- WHAT TO DO -
Make an exact copy of all the material below, apart from the pictures.

- PROVIDED DATA -
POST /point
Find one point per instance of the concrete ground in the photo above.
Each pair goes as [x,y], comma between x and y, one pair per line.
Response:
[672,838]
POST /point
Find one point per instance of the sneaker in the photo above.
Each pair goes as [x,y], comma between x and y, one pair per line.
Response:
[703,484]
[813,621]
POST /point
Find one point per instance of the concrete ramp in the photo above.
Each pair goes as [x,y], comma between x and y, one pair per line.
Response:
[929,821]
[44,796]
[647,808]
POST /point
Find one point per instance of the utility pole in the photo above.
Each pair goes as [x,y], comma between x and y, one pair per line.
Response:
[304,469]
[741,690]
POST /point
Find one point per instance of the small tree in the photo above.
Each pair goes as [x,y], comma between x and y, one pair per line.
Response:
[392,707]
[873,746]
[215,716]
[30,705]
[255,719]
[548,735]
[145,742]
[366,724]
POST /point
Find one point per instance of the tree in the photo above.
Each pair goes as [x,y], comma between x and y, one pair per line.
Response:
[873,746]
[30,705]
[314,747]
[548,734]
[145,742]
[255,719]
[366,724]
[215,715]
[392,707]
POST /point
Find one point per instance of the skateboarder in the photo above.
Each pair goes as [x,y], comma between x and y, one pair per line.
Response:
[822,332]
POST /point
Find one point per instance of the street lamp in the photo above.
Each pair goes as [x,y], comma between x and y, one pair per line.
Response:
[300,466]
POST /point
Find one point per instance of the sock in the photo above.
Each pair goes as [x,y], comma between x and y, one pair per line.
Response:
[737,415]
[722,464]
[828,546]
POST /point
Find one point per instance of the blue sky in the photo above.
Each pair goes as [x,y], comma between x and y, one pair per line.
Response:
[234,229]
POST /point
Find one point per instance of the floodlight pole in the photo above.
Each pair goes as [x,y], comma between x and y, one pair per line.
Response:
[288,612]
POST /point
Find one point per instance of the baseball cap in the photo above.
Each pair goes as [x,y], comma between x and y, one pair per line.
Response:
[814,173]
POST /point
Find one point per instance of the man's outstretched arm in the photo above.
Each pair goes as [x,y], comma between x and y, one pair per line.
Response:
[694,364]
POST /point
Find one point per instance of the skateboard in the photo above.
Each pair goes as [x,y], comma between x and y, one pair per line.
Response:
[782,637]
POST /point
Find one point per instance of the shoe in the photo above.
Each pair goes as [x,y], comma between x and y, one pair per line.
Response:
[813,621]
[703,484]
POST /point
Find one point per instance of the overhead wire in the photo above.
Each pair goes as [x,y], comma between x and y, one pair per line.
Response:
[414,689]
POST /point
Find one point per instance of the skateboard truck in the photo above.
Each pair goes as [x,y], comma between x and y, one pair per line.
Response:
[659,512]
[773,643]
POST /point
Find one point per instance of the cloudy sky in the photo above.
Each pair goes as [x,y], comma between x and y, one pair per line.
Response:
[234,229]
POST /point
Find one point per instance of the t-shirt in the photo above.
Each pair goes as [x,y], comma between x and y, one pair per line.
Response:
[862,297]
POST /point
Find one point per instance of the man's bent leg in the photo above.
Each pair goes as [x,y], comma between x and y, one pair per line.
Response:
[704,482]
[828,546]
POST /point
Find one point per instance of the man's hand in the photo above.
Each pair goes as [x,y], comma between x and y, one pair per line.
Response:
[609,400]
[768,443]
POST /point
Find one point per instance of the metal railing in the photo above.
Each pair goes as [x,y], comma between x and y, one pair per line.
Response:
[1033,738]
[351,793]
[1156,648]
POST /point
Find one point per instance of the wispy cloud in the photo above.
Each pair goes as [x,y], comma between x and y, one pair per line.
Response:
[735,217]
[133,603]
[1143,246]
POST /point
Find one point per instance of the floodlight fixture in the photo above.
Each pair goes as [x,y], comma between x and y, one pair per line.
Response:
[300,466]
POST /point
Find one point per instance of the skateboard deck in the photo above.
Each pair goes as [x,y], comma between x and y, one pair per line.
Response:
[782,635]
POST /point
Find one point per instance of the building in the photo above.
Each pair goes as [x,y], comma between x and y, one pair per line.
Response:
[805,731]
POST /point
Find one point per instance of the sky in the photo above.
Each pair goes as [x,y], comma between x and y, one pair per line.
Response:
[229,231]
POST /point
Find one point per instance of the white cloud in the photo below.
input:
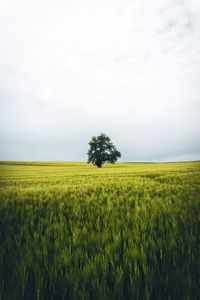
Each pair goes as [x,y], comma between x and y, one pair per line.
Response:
[70,69]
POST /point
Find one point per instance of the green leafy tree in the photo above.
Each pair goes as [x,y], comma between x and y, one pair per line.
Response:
[102,150]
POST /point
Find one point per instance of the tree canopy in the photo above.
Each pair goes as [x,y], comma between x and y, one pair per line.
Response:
[102,150]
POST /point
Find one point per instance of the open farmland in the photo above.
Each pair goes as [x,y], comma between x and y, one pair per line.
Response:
[73,231]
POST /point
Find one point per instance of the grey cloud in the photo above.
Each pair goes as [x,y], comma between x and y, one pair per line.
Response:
[72,69]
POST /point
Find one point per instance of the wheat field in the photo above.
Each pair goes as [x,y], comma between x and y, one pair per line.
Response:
[73,231]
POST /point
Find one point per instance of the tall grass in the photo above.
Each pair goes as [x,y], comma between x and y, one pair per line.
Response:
[71,231]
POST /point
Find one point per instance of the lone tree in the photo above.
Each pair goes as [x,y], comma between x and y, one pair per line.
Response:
[102,150]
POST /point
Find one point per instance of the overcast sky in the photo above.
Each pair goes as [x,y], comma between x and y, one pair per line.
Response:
[70,69]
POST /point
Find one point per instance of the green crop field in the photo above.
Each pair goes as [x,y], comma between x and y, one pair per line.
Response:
[73,231]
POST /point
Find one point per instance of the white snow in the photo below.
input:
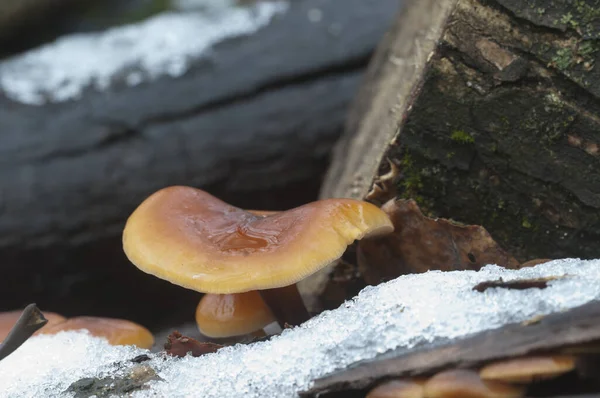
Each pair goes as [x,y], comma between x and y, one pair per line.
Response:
[410,311]
[164,45]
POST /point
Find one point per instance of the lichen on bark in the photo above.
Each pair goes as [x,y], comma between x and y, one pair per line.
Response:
[505,131]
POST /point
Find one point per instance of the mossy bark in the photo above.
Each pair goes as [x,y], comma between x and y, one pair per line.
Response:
[502,130]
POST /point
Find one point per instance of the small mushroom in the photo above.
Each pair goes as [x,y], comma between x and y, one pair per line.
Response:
[463,383]
[190,238]
[116,331]
[229,315]
[9,318]
[528,369]
[401,388]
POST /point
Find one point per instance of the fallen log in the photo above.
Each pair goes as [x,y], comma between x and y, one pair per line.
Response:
[551,334]
[490,112]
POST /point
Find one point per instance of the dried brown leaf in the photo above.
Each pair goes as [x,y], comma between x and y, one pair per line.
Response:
[179,346]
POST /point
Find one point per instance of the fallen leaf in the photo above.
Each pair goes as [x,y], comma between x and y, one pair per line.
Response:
[420,243]
[179,346]
[520,284]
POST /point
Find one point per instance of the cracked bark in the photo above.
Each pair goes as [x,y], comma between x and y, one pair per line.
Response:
[253,124]
[493,119]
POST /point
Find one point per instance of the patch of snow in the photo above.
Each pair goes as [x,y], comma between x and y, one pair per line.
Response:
[164,45]
[407,312]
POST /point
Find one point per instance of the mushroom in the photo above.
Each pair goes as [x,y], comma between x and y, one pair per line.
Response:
[9,318]
[463,383]
[116,331]
[229,315]
[528,369]
[400,388]
[190,238]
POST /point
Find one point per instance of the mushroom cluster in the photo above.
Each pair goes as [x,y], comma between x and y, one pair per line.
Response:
[190,238]
[503,379]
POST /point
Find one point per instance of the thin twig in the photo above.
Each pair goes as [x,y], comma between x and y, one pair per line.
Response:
[30,321]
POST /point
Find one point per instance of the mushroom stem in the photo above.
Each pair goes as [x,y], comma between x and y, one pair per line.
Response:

- CORRECT OUTPUT -
POST /point
Find one point per instance of the concrete ground in the photo above.
Each pair goes as [x,y], comma between x and y, one pair per line.
Response:
[672,838]
POST /point
Find one point per instance of the sneaker in the photo above.
Each pair goes as [x,y], comma between x and y, one pair per line.
Response:
[703,484]
[813,621]
POST /point
Find one point per instance of the concrete ramp in the photo above.
Each pair goes as [x,y], comma between x and y, one pair per line.
Response:
[929,821]
[44,796]
[647,808]
POST /point
Find one point per instance of the utility pole in the photo above.
Each pair goes as [x,y], comma between x and y, one pair per line.
Response:
[304,469]
[741,690]
POST /point
Find one point per instance of the small tree in the photo above.
Each pair goes as [x,y], comma between x and y, one pair per line.
Response:
[392,707]
[873,746]
[215,716]
[30,705]
[255,719]
[548,735]
[145,742]
[366,724]
POST /point
Find one point per instance of the tree in the photo above.
Each pair goes as [x,y], comma between x and y, one pair per line.
Response:
[873,746]
[30,705]
[314,747]
[548,734]
[145,742]
[255,719]
[366,724]
[215,715]
[392,707]
POST /point
Find one point per instance of the skateboarder in the photo above.
Each pair goes as [x,y], comma between x and y, one pair per line.
Response:
[822,332]
POST /point
Find one point per instance of the street lamp in the photo above.
Each pair goes as [x,y], comma between x and y, one pair per line.
Response:
[300,466]
POST /point
Find one point per instance of the sock in the photo above.
Each pair goes as [x,y], comma between x and y, one pair per line.
Response:
[737,415]
[722,464]
[828,546]
POST /point
Find one point per instance of the blue sky in the photo above.
Each pair goes as [x,y], comma between x and y, one pair per line.
Response:
[234,229]
POST /point
Find one point per instance of the floodlight pole in the photo above.
Each pair goes as [x,y], comma between x and y, one pair per line.
Response:
[288,612]
POST /point
Find one point per instance of the baseball cap in the photo above.
Each pair goes as [x,y], comma between x and y, one pair per line.
Response:
[814,173]
POST /point
Find one point per instance of the man's outstretched arm in the photo above.
Each pair goes as [x,y], comma between x and y, one pair per line.
Response:
[694,364]
POST /point
Find one point per instance of the skateboard in the photo above.
Each pair goes as [x,y], comma between x and y, one pair per line.
Response:
[782,637]
POST /point
Find one point per instance of the shoe in the photo above.
Each pair goes as [x,y], comma between x and y, one pair per line.
Response:
[813,621]
[703,484]
POST /point
Find one point per instance of the overhead wire in the photo above.
Each pair goes as [x,y], comma between x and y, one pair per line.
Response:
[414,689]
POST /point
Find one point per instance of the skateboard truck in the photo above.
Each pair goes as [x,y], comma between x and y, one pair per line.
Response:
[659,512]
[773,643]
POST /point
Find one point per instance of the cloudy sky in the photo above.
Each pair goes as [x,y], comma between x and y, one pair per line.
Response:
[234,229]
POST /point
Find one point per instance of the t-shirt in the photo above.
Each pair goes as [x,y], comma between x and y, one pair per line.
Response:
[862,297]
POST /point
Find one point per instance of the man's bent leg in the photo above.
Each pair goes as [x,y], comma between x and y, one pair per line.
Response:
[704,482]
[828,546]
POST /point
Find one point per instance of the man's hand in the photo above.
Each pair goes as [x,y], comma between x and y, one pair per line.
Response:
[609,400]
[768,443]
POST /point
Find one point per instance of the metal railing in the photo above.
Each pair goes as [x,y], comma between x and y, one pair per line.
Response:
[1033,738]
[351,793]
[1156,648]
POST /point
Find one point per instance of the wispy cloud in the photo above.
Each pair goes as [x,y], comma between x and y, one pair per line.
Response:
[735,217]
[133,603]
[1143,246]
POST /point
Find one point per instance of the floodlight fixture in the photo above.
Each pair goes as [x,y], comma between x and y, one pair per line.
Response:
[300,466]
POST /point
Find one point per instance of the skateboard deck in the photo above.
Each pair goes as [x,y], comma between x and y, one pair per line.
Response:
[782,635]
POST /point
Find one point per instance of the building in the photo above.
Each pair goes as [x,y], comma between x and y, one pair per line.
Response:
[805,731]
POST /point
Find one point per instance of the sky in the photo above.
Each pair goes as [x,y], comma between x and y, one pair per line.
Response:
[229,231]
POST /point
Find one point per instance of the white cloud in the photo below.
input:
Each pair goes as [x,y], comma between x and y, one pair per line.
Response:
[70,69]
POST /point
Find one point per instance of the green leafy tree in the photo above.
Each pair goes as [x,y], comma between x and y, one pair per line.
Response:
[102,150]
POST /point
Find one point per instance of the tree canopy in the photo above.
Each pair goes as [x,y], comma between x and y, one pair per line.
Response:
[102,150]
POST /point
Find one point per instance of the open farmland in the photo above.
Each pair goes as [x,y], comma between x and y, one pair per line.
Response:
[73,231]
POST /point
Find one point per instance of the grey cloud in the photo above.
Each pair goes as [x,y], comma between x and y, one pair per line.
Response:
[72,69]
POST /point
Find one point per instance of the wheat field in the photo above.
Each pair goes as [x,y], comma between x and y, one pair per line.
Response:
[73,231]
POST /point
Find one point per instance of the tall grass in the photo above.
Each pair goes as [x,y], comma between x and y, one pair per line.
Response:
[71,231]
POST /point
Find one point per instance of the lone tree in the photo above.
Each pair goes as [x,y], comma between x and y, one pair per line.
Response:
[102,150]
POST /point
Find one point per instance of the overcast sky in the photo above.
Each pair goes as [x,y], comma between x and y, one pair per line.
Response:
[70,69]
POST /point
Find one point per instance of the green crop field in the photo above.
Each pair goes as [x,y], comma between x and y, one pair per line.
Response:
[73,231]
POST /point
Find one point per instance of the white snow in the photo below.
input:
Each pair goes as [x,y], comma between x and y, one pair per line.
Response:
[410,311]
[164,45]
POST /point
Find one point per instance of the lichen on bark in the photo above.
Each pair goes as [x,y], comma between x and y, one pair per line.
Response:
[505,131]
POST /point
Find one point per instance of the mossy bark in the photo above.
Each pair goes as [x,y], comma between x and y, one pair per line.
Response:
[502,130]
POST /point
Find one point per instance of the small mushroom in the photo above.
Each pair goes as [x,y], comma between x and y, one pair per line.
Response:
[463,383]
[190,238]
[116,331]
[229,315]
[9,318]
[528,369]
[401,388]
POST /point
Find one point per instance of the fallen log in the photo above.
Each pair goes as [x,y], comma between x and y, one pair per line.
Response:
[551,334]
[490,112]
POST /point
Find one point per instance of the dried brown leaf in the photo above.
Each pair goes as [x,y], comma between x and y, one pair per line.
Response:
[179,346]
POST /point
Find one point per instance of the fallen leaf in the photo above.
Each pair goes as [x,y], comma between x and y, one pair per line.
Response:
[420,243]
[179,346]
[520,284]
POST /point
Find one point per instance of the cracked bark in the photo above.
Each pair goes as [x,y], comma between x and y, one pair per line.
Response:
[253,124]
[493,119]
POST /point
Find one point per instance of the patch of snow in the photo above.
Each pair goes as [x,y], comma between x and y, one pair per line.
Response:
[164,45]
[407,312]
POST /point
Find one point per instance of the mushroom in the photo above.
Each pair goes as [x,y], comma between x and y, one pair per line.
Response:
[9,318]
[463,383]
[116,331]
[229,315]
[528,369]
[400,388]
[190,238]
POST /point
Find one point per instance of the mushroom cluster in the photo above.
Each pair goes as [x,y], comma between x and y, one pair per line.
Response:
[190,238]
[503,379]
POST /point
Find one point per instance of the thin twig in the photo above.
Each pair goes as [x,y], comma between x and y, one pair per line.
Response:
[30,321]
POST /point
Find one point per instance of the mushroom stem in the photo above.
Each pair goes as [x,y], comma between x and y, one pair per line.
Response:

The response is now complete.